■ WORK INSTRUCTION 1
In the article on entheogens, what percentage of the volunteers in the 2006 Johns Hopkins psilocybin study said their experience was the single most spiritually significant of their lives?
■ WORK INSTRUCTION 2
Write out the article on entheogens word for word, from "How do entheogens" down to "spiritual significant experience.".

■ PAGE EXCERPT
^^^^^^^^
Religion can likely benefit from psychedelics, and now clergy can help prove it.
Johns Hopkins Medical School’s Behavioral Pharmacology Research Unit is recruiting clergy as research volunteers in a study of “entheogens,” which are chemicals, usually derived from plants, that are ingested to produce an altered state of consciousness for religious or spiritual purposes.
The most common entheogens and their botanical sources are psilocybin (psilocybe mushrooms), mescaline (peyote), LSD (ergot), and DMT (ayahuasca). Of particular interest to Christians, frankincense and myrrh are both psychoactive, but their effects on neonates’ brains are unknown.
How do entheogens promise to enrich religions? Researchers at Johns Hopkins reported that 33 percent of the volunteers in their 2006 psilocybin study said their experiences were one of the five most important spiritual experiences in their lives. And 38 percent said they were the single most spiritual significant experience.
These findings, increasing dissatisfaction with traditional religion, new publications on the topic, and selected “ayahuasca tourism” to South America have contributed to what is becoming known as the “Entheogen Reformation,” the birth of religion’s next era.
Five hundred years ago, the printed word democratized access to religious texts. Today, entheogens democratize access to mystical experiences. Then, the Protestant Reformation set off a series of cultural earthquakes. Will the mystical experiences of the Entheogen Reformation have a similar impact? It could point humanity toward a more compassionate future.
An entheogen-induced mystical experience can inspire feelings of sacredness and minimize egocentricism. After the experience, a person may feel healthy, altruistic, optimistic, and open-minded, though he or she may have trouble putting this positive experience into words or conveying it through music or art.
Entheogens may even help people exercise their most altruistic tendencies. In a blog post, psycho-pharmacologist Roland Griffiths points out entheogens’ wider ethical impact.
“Many of the challenges facing the world today, such as the environmental crisis and hostilities within and between cultures, stem from a lack of appreciation for the profound interconnectedness of all people and all things,” he wrote.
“Our interconnectedness is also a core feature of the mystical or transcendent experiences that occur with high probability after the ingestion of psilocybin under appropriate conditions.”
Like other spiritual activities, the use of entheogens doesn’t always work for everyone, and they are not appropriate for everyone. The Johns Hopkins researchers strictly screen, monitor, and counsel volunteers during their experiential sessions — and follow up with subjects afterward.
But entheogens can provide experiences that help people understand what had previously been only abstract religious ideas. Concepts such as awe, sacredness, eternity, and grace can become profound with meaning with entheogens.
^^^^^^^^
■ STORED DATA
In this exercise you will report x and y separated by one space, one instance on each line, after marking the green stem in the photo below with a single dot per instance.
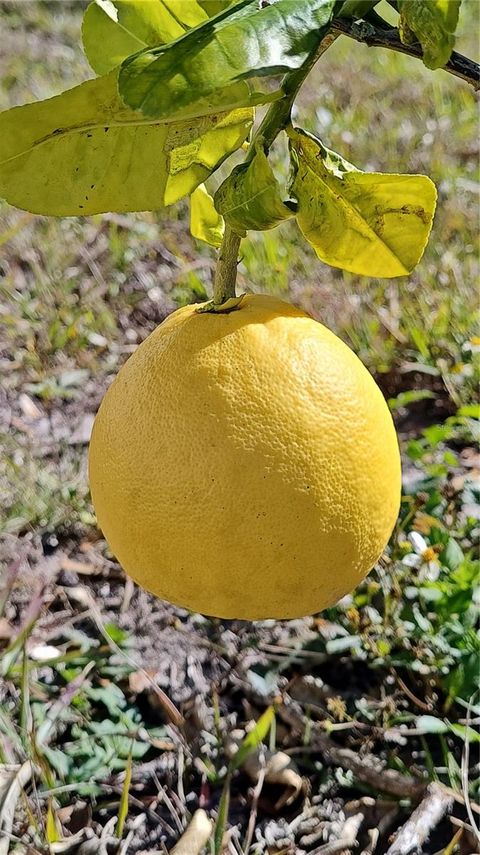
226 269
277 116
275 120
^^^^^^^^
■ WRITTEN RESPONSE 1
38 percent

■ WRITTEN RESPONSE 2
How do entheogens promise to enrich religions? Researchers at Johns Hopkins reported that 33 percent of the volunteers in their 2006 psilocybin study said their experiences were one of the five most important spiritual experiences in their lives. And 38 percent said they were the single most spiritual significant experience.